• Problem requirements: Starting at the line that contains "Query: tree" and ending at the line that contains "Provide one point per instance of the chimney, each", the lines below are to be given again exactly, with nothing added.

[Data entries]
★ ★ ★

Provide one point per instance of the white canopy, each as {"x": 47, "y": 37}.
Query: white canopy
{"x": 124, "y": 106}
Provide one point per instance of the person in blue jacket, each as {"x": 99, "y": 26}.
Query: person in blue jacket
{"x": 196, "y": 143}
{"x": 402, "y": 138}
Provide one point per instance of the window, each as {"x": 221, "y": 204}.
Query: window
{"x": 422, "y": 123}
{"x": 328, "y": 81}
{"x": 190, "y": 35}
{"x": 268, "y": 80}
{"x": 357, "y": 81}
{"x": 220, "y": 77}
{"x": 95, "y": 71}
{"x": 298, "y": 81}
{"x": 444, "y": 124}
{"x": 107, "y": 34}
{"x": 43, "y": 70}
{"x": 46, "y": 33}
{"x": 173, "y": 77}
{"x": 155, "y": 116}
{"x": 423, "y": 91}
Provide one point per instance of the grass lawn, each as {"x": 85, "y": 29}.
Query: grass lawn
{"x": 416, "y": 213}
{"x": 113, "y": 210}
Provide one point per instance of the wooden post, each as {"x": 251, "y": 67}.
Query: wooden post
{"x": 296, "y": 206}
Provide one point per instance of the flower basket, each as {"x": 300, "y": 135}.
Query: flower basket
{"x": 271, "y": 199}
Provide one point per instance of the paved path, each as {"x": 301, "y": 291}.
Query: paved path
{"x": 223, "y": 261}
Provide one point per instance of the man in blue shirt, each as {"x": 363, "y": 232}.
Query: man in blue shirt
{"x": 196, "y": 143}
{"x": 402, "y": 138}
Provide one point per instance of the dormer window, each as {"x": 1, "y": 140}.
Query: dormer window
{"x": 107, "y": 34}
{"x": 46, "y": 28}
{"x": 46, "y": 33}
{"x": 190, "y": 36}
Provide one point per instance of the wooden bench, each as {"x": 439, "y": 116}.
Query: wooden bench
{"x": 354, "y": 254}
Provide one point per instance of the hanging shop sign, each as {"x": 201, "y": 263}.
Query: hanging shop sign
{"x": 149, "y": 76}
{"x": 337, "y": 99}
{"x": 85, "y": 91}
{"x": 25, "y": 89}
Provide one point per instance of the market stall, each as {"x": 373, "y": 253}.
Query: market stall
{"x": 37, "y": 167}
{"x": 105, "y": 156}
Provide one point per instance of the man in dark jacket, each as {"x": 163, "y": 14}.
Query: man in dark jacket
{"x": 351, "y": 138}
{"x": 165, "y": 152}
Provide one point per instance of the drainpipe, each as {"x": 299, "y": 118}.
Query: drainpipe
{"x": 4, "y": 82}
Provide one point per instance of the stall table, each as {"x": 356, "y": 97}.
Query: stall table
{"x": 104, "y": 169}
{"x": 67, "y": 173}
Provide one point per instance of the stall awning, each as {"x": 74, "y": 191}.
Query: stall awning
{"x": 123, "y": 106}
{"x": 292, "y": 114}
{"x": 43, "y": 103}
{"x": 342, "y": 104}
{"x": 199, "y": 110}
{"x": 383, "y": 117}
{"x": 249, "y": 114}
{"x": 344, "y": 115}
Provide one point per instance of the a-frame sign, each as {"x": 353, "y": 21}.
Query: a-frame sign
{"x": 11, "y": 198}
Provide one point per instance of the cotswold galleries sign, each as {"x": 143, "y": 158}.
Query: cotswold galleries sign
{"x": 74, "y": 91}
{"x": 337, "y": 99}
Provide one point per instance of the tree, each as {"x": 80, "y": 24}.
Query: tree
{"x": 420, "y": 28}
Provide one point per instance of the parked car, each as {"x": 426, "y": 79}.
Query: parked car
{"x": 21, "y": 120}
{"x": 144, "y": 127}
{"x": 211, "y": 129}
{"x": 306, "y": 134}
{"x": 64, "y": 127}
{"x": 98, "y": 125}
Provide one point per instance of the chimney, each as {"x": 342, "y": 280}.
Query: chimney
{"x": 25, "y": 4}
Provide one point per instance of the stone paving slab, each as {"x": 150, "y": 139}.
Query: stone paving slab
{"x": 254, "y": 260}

★ ★ ★

• Exercise result:
Query: tree
{"x": 420, "y": 28}
Provide one point per instance of the parked car, each as {"x": 426, "y": 79}.
Query: parked car
{"x": 21, "y": 120}
{"x": 144, "y": 127}
{"x": 211, "y": 129}
{"x": 306, "y": 134}
{"x": 64, "y": 127}
{"x": 98, "y": 125}
Provide one point per instance of the chimney, each as {"x": 342, "y": 280}.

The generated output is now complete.